■ Task brief ■
Translate the following sentence from the artist's statement below into Spanish: "I began shooting in abandoned buildings because they were a metaphor for feeling left out and forgotten."

■ Page text ■
--- START ---

I build installations in the landscape or in abandoned interiors and then make private performances for my camera that are part ritual, part dance, and part daydream. I have many fantasies—being able to fly is the main one and am frustrated by the limitations of an earthbound body. This is a dilemma—being both flesh and spirit; living in a body with a mind that dreams.
In the beginning, I never really set out to make artwork. I was brought up in a very conservative southern community, went to a born-again Christian school, and was in conflict with just about everything around me. The southern ideal of femininity is a narrow road to ask women to walk. I may not have known it at the time, but making these pictures was about survival. I had to ﬁgure out my life and to build a self that I could live with. That’s when I began deliberately using the camera.
I had a little Instamatic from the time I was about six, and for sixth grade graduation, I was given a 35mm camera. I had an idea that if l made one beautiful picture of myself I could give copies of it to everybody I knew, and my life would change. I never got that picture, but I continued using the camera to explore myself. Since I was not like the “model female" in magazine and advertising photographs, and I wasn’t like anyone I knew, I started trying to ﬁgure out who I was and how I could relate to the world around me.
I began shooting in abandoned buildings because they were a metaphor for feeling left out and forgotten. Also, they have a history, a texture, a feeling, and a smell that work on my imagination. I go through a ritual of getting rid of debris and sometimes I do an installation using objects left behind, like old shoes, or tools. It‘s a way of creating a theater where some part of me will be performed into existence. The characters are all some little piece of me that became magnified through the ritual and through the physical work of making pictures. Sometimes I spend quite a long time setting up a space. By the time I begin shooting, my mood has become physical, and it‘s straight off the nervous system. I try to use my body to express my spirit, to find meaning and symbolism in a world that has paved over some of its magic. Usually I have drawn or written some ideas to work with. But most often what I get is the picture between the ideas, something that reveals a subtler mix of emotions that comes from interpreting a feeling rather than performing a pre-constructed narrative.

--- END ---

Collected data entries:
--- START ---

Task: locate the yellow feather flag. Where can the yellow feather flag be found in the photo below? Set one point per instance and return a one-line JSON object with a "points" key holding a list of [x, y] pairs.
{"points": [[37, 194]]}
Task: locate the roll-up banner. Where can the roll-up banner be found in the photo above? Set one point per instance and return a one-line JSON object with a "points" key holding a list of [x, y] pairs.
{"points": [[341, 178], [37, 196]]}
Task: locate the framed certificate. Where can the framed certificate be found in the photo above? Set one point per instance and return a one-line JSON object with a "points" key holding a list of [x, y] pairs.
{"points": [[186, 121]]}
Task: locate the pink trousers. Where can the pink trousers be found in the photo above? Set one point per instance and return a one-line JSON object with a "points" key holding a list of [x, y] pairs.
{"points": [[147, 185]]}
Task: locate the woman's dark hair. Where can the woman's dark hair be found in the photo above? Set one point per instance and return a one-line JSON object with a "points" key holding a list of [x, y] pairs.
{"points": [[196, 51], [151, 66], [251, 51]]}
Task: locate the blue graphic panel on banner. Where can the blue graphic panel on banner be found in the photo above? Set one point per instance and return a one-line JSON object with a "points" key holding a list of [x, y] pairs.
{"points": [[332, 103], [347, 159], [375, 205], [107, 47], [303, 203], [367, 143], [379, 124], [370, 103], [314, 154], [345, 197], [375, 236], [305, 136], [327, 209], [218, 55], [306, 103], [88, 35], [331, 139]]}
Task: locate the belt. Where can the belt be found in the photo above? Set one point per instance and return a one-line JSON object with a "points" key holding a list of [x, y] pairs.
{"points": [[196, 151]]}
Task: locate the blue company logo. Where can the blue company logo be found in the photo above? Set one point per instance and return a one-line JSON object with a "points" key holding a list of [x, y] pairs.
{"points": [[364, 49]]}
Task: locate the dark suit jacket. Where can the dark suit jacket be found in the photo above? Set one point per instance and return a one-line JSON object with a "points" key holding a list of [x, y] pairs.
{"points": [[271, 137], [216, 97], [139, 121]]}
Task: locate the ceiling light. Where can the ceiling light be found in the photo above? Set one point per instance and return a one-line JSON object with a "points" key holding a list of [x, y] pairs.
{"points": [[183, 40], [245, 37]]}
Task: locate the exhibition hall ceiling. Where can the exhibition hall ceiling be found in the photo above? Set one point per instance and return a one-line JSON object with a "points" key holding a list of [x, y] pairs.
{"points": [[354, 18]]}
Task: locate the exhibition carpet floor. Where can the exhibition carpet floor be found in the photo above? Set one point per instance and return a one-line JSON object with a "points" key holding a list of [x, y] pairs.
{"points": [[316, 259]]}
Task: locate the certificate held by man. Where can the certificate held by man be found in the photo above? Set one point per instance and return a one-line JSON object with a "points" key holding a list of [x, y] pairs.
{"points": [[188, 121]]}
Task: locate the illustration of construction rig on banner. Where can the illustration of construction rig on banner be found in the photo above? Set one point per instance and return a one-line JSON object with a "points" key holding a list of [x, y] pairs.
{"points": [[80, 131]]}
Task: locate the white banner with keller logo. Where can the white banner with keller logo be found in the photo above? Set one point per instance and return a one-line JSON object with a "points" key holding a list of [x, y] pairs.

--- END ---

■ Solution ■
Empecé a fotografiar en edificios abandonados porque eran una metáfora del sentimiento de exclusión y olvido.